Update the records below by writing them out again with each "mask" changed to "region" and every other character left as it is.

**Entries**
....................

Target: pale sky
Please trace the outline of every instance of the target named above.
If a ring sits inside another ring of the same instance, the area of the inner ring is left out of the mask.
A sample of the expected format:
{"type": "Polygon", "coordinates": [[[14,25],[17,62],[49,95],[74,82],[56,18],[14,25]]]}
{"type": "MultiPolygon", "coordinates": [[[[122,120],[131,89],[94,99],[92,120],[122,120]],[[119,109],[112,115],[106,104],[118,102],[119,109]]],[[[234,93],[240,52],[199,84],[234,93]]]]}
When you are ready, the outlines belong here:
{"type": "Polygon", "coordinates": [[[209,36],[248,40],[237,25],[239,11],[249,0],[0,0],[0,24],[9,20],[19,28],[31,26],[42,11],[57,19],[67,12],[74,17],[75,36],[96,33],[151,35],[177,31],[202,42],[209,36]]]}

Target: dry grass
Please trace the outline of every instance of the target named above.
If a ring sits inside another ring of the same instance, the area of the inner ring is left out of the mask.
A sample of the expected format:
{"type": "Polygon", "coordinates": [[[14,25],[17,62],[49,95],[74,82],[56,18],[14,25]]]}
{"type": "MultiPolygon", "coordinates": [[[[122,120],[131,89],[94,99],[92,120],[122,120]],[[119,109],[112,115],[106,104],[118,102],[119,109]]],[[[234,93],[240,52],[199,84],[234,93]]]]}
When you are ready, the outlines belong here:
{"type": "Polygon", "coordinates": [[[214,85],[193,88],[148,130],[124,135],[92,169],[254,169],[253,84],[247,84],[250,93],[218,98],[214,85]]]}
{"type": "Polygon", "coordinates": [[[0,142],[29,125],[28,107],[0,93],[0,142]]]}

....................

**Worked answer**
Target: pale sky
Please trace the outline of every instance of the target named above.
If a ring sits inside another ring of the same instance, the area of the inner ring is left out of the region.
A sample of the expected format:
{"type": "Polygon", "coordinates": [[[14,25],[17,62],[49,95],[74,82],[56,18],[14,25]]]}
{"type": "MultiPolygon", "coordinates": [[[[122,120],[131,89],[94,99],[92,120],[122,120]],[[119,109],[112,115],[106,104],[118,102],[119,109]]],[[[234,93],[240,52],[199,84],[234,93]]]]}
When you are ready, the outlines belong here:
{"type": "Polygon", "coordinates": [[[209,36],[248,40],[237,25],[239,11],[249,0],[0,0],[0,24],[9,20],[19,28],[31,26],[42,11],[57,19],[67,12],[74,17],[75,36],[96,33],[151,35],[177,31],[202,42],[209,36]]]}

Target: dry grass
Please trace the outline of every instance of the target named above.
If a ring sits inside another ring of the same instance, the area of the inner ring is left out of the region.
A sample of the expected format:
{"type": "Polygon", "coordinates": [[[14,25],[17,62],[49,95],[74,82],[56,18],[14,25]]]}
{"type": "MultiPolygon", "coordinates": [[[[122,120],[131,89],[94,99],[92,120],[122,120]],[[119,109],[112,115],[106,104],[118,102],[119,109]]],[[[234,93],[240,52],[199,84],[234,93]]]]}
When you are ready, the outlines belong here:
{"type": "Polygon", "coordinates": [[[214,85],[193,88],[148,130],[124,135],[92,169],[254,169],[253,84],[247,84],[250,93],[218,98],[214,85]]]}
{"type": "Polygon", "coordinates": [[[0,142],[29,125],[28,107],[0,93],[0,142]]]}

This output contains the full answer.